◆ Exercise objective ◆
Filter the data for "comma" and copy matching lines.

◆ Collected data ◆

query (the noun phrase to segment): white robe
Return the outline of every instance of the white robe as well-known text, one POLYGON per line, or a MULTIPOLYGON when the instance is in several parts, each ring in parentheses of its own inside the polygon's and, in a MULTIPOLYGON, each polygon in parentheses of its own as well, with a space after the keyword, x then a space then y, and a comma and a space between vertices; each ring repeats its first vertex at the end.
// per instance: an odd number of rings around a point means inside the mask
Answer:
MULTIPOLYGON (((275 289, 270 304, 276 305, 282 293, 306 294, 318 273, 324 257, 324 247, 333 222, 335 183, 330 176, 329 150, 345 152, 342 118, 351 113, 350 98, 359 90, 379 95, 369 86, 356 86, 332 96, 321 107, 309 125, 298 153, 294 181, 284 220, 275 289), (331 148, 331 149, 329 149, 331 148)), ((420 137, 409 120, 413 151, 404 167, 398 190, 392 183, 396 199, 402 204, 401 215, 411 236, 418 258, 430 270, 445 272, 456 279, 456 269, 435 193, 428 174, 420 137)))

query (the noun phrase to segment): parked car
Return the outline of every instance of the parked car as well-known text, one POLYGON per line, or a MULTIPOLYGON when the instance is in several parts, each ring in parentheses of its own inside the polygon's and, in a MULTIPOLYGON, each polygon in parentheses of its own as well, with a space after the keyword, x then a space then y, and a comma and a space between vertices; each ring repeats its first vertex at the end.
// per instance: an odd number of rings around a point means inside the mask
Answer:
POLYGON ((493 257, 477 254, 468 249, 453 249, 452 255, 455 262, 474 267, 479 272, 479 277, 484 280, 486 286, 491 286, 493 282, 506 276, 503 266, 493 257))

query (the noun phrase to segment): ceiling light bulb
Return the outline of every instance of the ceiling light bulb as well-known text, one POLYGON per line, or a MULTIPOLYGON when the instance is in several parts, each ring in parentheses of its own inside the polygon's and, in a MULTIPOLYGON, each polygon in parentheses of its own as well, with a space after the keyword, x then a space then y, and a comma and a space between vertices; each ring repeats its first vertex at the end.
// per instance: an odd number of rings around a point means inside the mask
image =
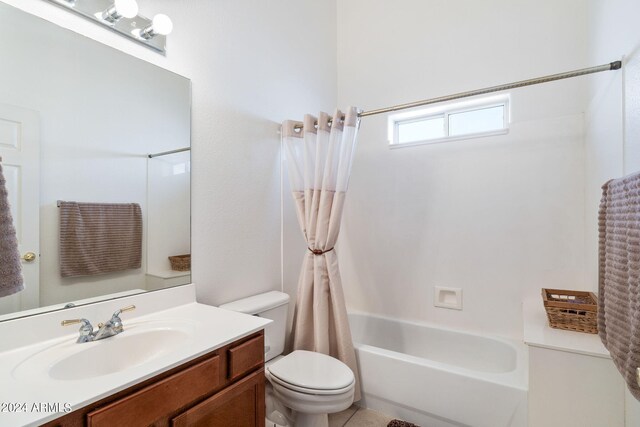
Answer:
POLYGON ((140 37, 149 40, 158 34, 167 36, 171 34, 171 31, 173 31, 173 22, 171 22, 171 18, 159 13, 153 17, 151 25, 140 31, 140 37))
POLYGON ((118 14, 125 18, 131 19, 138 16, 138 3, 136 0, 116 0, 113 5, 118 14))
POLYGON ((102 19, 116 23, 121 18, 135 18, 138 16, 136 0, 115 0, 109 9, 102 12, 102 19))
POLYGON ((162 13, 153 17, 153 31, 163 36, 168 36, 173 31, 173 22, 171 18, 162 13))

◆ Answer box ◆
Return the outline of every instance of the white robe as well-known text, one POLYGON per line, or a MULTIPOLYGON when the instance is in several parts, each ring in parentheses of its own inside the polygon's and, in a MULTIPOLYGON, each polygon in parentheses of its own as well, with a space after the keyword, x then a space then y, and a comma and a space between vertices; each ring repeats its first vertex at the end.
Return the outline of every instance of the parked car as well-known text, one POLYGON per line, or a MULTIPOLYGON when the instance is in several parts, each ring in parentheses of its own inside the polygon's and, in a MULTIPOLYGON, each polygon in parentheses of its own as well, with a space after the keyword, x then a space then y, and a comma and a space between vertices; each ring repeats its first vertex at the end.
Return the outline of every instance of the ceiling light bulb as well-known text, one POLYGON per line, or a MULTIPOLYGON when the instance is in several parts, each ring in parentheses of its own inside the polygon's and, in a MULTIPOLYGON, each polygon in parentheses of its own as well, with a space after the keyword, x then a space then y, and a comma and a space between vertices; each ring repeats its first vertex at the end.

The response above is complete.